What is expected: Search the data for lines holding the word "woman". State how many there are, and nothing else.

Records for this task:
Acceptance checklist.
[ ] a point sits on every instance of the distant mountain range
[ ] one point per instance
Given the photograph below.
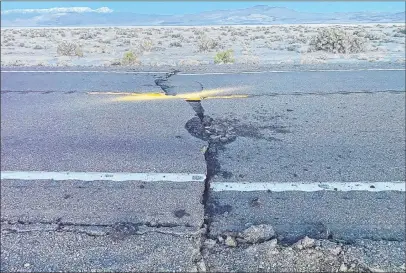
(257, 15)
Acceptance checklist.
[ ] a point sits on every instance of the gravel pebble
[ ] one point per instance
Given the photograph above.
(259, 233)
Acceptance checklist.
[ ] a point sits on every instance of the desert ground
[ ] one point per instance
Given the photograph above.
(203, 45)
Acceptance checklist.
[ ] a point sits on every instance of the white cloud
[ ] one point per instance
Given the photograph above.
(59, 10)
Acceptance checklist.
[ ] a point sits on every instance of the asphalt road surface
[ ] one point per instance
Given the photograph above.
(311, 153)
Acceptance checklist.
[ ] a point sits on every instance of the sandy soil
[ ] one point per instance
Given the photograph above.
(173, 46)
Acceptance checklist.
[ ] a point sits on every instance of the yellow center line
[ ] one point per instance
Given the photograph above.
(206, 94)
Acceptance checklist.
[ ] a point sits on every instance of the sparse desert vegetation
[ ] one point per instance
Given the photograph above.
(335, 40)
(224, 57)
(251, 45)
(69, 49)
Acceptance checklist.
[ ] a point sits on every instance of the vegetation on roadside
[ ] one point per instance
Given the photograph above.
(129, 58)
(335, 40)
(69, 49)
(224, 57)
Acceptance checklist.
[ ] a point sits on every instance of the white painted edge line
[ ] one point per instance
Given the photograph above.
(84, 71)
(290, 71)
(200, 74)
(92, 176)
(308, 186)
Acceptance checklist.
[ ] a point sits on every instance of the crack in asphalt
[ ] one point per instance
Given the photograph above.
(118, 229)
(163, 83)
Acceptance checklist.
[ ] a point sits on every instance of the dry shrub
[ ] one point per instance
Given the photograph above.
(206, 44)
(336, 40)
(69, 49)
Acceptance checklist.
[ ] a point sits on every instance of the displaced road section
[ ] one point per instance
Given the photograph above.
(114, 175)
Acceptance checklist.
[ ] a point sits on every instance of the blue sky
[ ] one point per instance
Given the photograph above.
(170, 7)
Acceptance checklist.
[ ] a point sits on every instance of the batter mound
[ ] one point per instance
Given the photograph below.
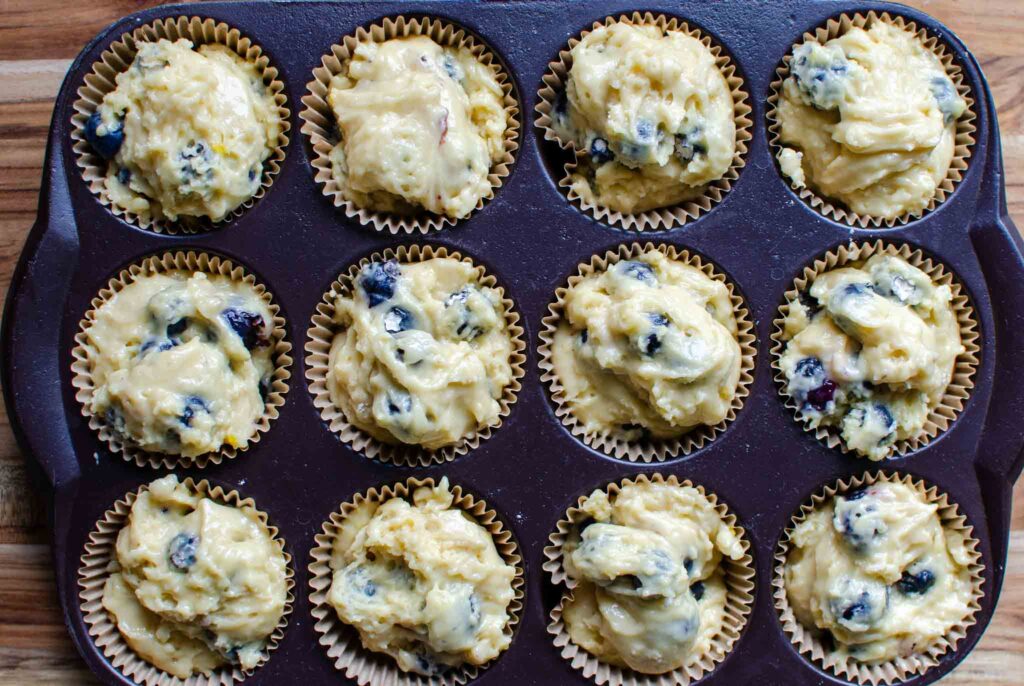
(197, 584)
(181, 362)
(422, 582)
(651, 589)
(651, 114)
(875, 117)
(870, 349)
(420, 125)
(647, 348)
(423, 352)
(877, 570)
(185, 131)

---

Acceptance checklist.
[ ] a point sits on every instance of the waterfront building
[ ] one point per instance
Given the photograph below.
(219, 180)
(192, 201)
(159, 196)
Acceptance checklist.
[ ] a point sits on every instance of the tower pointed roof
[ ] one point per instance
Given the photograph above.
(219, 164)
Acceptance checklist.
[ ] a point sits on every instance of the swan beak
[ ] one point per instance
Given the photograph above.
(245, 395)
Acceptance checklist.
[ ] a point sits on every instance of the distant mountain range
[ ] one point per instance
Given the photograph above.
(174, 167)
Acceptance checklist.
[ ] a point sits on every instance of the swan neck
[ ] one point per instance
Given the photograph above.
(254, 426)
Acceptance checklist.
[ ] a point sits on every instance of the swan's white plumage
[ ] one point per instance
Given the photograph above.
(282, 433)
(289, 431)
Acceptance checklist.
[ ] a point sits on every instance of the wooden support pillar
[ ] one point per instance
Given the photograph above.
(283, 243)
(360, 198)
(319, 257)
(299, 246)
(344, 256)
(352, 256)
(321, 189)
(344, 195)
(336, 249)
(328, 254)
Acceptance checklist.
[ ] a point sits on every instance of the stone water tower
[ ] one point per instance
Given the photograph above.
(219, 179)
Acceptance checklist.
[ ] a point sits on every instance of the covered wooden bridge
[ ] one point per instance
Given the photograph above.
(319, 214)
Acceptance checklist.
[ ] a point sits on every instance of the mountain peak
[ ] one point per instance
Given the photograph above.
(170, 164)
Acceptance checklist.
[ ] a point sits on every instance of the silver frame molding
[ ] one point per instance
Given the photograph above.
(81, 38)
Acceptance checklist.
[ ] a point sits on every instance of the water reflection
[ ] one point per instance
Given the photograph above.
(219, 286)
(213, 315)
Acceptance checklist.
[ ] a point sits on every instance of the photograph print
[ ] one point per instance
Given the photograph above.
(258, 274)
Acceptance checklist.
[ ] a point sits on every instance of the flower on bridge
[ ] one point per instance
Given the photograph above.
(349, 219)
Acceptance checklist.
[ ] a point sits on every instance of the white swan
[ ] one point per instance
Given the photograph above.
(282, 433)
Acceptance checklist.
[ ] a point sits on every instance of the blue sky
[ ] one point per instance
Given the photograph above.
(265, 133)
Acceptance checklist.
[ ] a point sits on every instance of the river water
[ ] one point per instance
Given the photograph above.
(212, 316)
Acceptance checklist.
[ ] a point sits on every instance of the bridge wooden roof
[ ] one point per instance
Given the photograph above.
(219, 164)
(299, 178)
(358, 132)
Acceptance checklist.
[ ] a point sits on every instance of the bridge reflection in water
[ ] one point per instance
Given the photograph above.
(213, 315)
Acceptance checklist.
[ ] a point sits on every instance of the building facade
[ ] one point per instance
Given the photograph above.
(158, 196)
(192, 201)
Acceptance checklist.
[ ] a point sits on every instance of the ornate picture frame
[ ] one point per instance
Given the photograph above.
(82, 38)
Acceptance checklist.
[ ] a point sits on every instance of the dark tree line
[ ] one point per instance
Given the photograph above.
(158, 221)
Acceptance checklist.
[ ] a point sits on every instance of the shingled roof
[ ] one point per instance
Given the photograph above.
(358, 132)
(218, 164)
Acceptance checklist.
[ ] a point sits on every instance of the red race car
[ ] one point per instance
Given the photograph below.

==

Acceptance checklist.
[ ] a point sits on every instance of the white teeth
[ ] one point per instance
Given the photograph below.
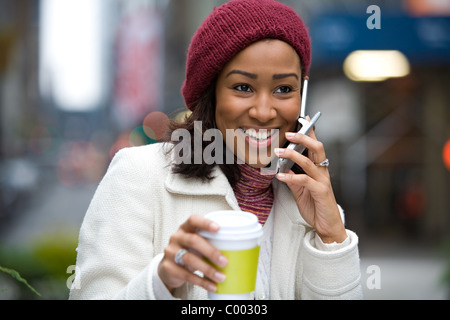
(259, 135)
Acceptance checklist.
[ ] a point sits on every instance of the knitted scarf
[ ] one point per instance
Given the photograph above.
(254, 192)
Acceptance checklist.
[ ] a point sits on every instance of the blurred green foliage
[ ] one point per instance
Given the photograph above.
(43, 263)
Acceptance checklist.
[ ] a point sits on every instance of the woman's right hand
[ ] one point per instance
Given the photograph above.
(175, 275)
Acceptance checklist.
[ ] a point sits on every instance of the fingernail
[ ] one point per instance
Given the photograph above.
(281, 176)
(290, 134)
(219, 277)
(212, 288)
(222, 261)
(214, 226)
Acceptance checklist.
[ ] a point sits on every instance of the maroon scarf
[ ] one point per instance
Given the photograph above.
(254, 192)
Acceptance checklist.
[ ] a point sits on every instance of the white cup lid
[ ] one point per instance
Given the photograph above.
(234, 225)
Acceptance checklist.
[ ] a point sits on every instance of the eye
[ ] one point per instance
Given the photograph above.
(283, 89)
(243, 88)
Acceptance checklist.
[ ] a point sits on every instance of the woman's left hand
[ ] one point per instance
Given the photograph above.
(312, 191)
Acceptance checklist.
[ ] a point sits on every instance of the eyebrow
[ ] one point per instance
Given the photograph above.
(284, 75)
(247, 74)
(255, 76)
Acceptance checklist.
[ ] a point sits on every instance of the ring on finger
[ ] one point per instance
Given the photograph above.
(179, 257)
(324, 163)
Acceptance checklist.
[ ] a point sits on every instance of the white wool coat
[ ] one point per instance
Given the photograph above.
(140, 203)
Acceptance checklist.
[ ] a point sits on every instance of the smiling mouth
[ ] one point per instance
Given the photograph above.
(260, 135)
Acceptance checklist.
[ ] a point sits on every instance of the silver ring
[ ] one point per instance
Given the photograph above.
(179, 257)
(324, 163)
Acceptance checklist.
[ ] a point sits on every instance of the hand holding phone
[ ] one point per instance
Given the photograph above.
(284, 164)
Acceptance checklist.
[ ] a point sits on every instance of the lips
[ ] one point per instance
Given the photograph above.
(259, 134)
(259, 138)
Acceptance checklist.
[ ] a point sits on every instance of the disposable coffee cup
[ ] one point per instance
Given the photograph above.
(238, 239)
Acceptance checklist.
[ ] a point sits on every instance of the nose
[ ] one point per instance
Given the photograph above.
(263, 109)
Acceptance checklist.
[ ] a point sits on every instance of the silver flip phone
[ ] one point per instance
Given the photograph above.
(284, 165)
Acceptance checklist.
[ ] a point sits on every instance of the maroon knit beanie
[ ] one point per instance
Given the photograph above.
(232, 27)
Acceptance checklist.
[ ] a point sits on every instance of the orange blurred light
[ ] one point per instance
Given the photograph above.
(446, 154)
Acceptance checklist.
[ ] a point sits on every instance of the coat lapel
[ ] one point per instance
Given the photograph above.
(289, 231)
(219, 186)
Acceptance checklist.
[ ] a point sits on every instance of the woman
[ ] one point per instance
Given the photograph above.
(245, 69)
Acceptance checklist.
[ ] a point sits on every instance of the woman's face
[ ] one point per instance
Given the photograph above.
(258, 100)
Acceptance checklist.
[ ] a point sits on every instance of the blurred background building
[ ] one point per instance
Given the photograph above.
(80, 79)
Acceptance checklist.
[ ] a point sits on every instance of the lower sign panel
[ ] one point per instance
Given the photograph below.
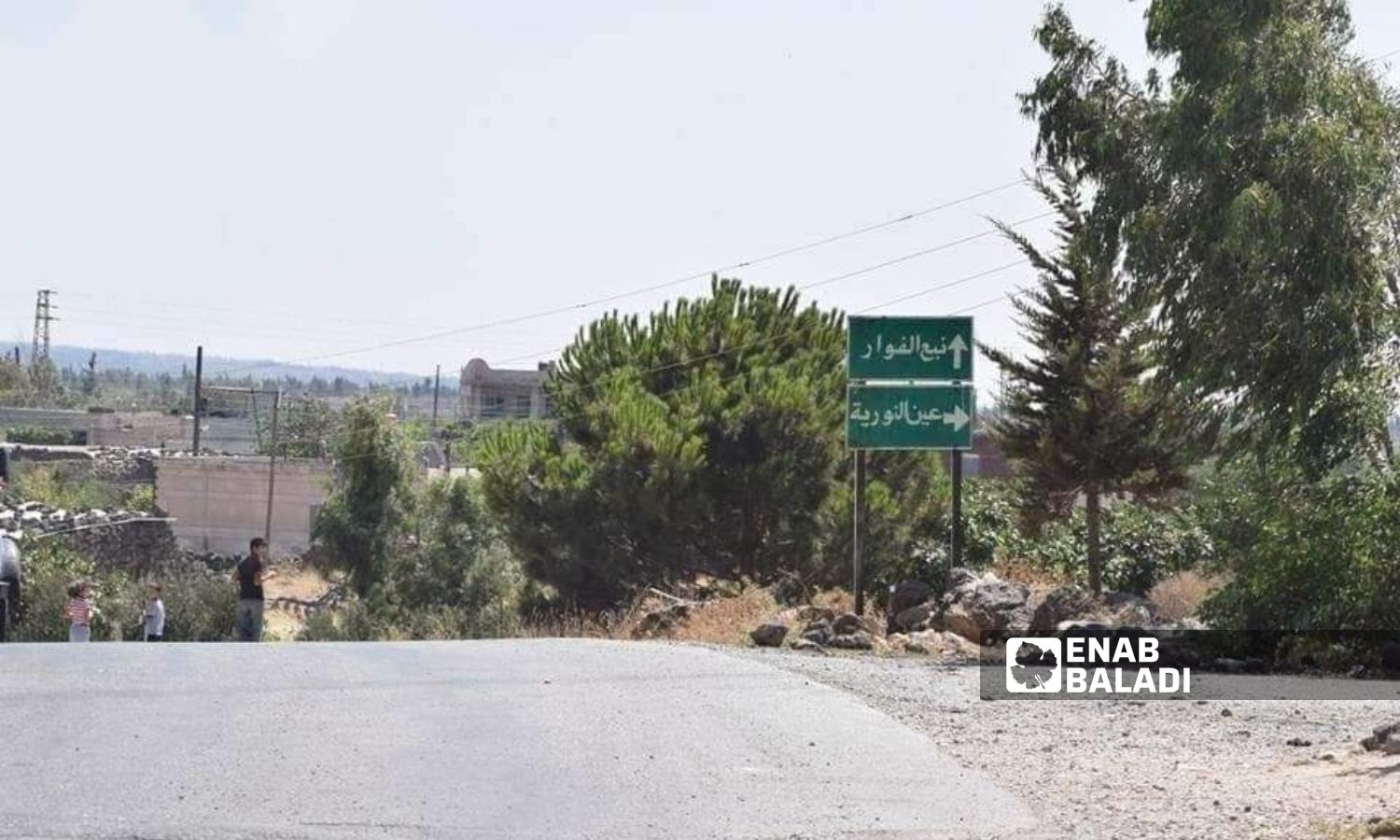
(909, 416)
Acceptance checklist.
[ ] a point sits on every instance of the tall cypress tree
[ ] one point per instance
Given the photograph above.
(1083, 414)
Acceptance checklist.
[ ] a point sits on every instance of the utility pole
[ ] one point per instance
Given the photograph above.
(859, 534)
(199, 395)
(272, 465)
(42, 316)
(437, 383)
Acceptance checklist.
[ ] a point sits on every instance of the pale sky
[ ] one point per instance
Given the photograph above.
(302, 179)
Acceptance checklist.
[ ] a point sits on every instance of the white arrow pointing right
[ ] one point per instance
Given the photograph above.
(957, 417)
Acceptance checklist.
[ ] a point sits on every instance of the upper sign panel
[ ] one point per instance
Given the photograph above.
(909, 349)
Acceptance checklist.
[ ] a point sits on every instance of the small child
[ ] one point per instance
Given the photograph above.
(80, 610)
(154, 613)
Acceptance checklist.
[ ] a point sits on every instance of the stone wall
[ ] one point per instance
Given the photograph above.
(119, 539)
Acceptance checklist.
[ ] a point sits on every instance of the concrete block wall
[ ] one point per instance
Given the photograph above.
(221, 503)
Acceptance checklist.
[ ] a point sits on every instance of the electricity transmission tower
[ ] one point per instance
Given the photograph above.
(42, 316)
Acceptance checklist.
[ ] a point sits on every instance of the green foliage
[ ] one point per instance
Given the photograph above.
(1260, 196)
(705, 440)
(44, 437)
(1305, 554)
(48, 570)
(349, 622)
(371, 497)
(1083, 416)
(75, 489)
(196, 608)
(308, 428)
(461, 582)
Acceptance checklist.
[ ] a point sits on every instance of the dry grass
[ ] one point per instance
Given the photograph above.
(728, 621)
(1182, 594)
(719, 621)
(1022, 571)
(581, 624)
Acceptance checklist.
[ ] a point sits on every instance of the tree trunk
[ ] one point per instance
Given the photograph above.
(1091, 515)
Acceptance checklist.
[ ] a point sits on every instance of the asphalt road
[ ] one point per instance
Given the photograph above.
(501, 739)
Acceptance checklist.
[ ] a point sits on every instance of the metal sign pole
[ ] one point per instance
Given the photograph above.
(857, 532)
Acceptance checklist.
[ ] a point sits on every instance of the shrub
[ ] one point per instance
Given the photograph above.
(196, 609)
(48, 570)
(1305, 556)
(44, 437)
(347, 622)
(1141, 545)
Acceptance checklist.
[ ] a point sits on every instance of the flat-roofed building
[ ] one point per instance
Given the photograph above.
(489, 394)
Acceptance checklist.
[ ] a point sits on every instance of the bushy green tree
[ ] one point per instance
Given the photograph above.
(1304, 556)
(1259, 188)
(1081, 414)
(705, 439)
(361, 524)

Output: 4